=== Begin Enclosure ===
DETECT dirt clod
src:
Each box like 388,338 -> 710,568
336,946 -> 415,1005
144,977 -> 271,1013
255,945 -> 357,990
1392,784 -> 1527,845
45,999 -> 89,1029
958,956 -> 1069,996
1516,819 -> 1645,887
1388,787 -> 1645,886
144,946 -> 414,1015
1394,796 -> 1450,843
=== End Enclosure ===
=== Begin Enclosure ===
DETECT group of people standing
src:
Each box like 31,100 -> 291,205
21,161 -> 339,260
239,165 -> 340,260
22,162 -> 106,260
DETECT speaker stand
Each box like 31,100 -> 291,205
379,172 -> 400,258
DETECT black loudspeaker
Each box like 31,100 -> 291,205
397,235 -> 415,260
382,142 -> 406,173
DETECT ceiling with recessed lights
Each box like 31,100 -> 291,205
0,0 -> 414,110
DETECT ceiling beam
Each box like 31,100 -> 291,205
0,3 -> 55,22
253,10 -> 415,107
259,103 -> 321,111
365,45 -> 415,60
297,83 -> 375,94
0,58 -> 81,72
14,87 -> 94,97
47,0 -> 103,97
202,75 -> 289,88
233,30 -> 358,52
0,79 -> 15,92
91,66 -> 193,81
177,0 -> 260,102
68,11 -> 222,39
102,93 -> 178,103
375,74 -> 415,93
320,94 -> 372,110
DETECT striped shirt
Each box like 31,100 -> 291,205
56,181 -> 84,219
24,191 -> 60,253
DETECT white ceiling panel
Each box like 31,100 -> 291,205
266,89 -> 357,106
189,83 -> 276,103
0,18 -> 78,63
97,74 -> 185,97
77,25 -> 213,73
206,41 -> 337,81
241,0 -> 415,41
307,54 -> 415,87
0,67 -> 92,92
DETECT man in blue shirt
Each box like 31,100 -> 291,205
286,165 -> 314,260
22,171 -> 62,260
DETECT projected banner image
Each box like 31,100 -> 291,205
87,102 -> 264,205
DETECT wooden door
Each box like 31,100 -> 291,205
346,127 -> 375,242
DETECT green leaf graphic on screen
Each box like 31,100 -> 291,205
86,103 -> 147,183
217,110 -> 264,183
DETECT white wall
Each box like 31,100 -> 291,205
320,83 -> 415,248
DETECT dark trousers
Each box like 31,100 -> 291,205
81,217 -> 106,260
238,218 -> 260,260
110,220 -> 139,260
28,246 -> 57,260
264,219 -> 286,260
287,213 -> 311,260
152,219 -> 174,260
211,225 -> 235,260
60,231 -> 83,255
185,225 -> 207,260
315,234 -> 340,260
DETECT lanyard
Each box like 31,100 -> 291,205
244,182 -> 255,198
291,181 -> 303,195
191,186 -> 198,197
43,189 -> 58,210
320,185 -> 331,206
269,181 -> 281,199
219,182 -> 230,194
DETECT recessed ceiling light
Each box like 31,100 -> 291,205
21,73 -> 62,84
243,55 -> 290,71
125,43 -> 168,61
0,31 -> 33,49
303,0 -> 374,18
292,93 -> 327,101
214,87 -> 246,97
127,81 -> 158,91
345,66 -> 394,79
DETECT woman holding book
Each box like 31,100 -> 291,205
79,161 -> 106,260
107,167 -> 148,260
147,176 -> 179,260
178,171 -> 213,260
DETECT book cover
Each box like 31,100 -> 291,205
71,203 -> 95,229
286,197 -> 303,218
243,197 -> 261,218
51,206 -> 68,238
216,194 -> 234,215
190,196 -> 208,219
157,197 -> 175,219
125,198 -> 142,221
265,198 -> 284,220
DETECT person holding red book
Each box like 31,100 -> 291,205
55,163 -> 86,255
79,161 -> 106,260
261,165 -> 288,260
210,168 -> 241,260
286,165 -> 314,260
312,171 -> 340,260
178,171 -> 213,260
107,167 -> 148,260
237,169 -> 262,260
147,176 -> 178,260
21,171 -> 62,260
=== End Enclosure ===
=== Begin Enclosure ===
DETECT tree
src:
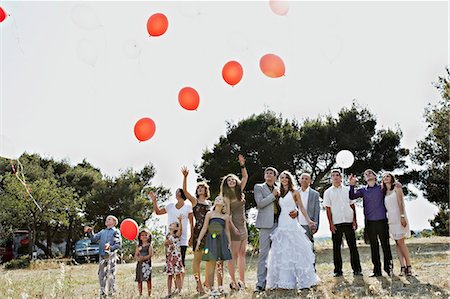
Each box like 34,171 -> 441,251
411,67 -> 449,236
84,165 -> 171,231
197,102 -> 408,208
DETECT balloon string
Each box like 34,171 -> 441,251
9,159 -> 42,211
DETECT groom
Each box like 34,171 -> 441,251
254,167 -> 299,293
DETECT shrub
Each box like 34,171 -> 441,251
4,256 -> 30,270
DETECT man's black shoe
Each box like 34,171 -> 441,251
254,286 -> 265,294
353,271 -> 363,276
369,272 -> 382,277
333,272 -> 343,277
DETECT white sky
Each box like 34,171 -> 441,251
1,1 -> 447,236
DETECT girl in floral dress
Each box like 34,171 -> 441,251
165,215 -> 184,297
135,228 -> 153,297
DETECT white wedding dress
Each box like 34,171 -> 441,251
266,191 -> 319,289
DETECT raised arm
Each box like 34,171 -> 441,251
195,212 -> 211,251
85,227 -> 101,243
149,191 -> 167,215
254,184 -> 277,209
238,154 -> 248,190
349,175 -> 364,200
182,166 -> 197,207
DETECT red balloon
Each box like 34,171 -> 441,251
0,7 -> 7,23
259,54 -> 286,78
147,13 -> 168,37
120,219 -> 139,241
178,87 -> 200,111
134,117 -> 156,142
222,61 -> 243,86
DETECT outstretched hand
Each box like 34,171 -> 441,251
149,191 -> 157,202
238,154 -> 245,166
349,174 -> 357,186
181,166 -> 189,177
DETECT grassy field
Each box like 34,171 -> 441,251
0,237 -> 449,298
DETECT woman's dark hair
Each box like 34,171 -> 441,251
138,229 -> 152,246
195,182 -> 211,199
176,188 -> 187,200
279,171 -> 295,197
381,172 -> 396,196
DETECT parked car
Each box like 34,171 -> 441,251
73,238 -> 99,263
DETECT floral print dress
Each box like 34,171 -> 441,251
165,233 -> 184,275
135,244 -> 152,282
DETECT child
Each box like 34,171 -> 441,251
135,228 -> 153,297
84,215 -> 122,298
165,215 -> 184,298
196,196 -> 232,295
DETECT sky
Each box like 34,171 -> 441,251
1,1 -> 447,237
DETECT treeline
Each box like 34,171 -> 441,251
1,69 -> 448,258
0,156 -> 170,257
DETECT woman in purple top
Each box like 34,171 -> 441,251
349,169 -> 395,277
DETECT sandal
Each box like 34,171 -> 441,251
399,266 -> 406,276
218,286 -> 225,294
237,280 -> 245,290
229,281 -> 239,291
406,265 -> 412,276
=== End Enclosure ===
Task to complete ▸
Go through the lines of the material, counting those with the word "floral"; afterward give only the total.

Result for this task ▸
2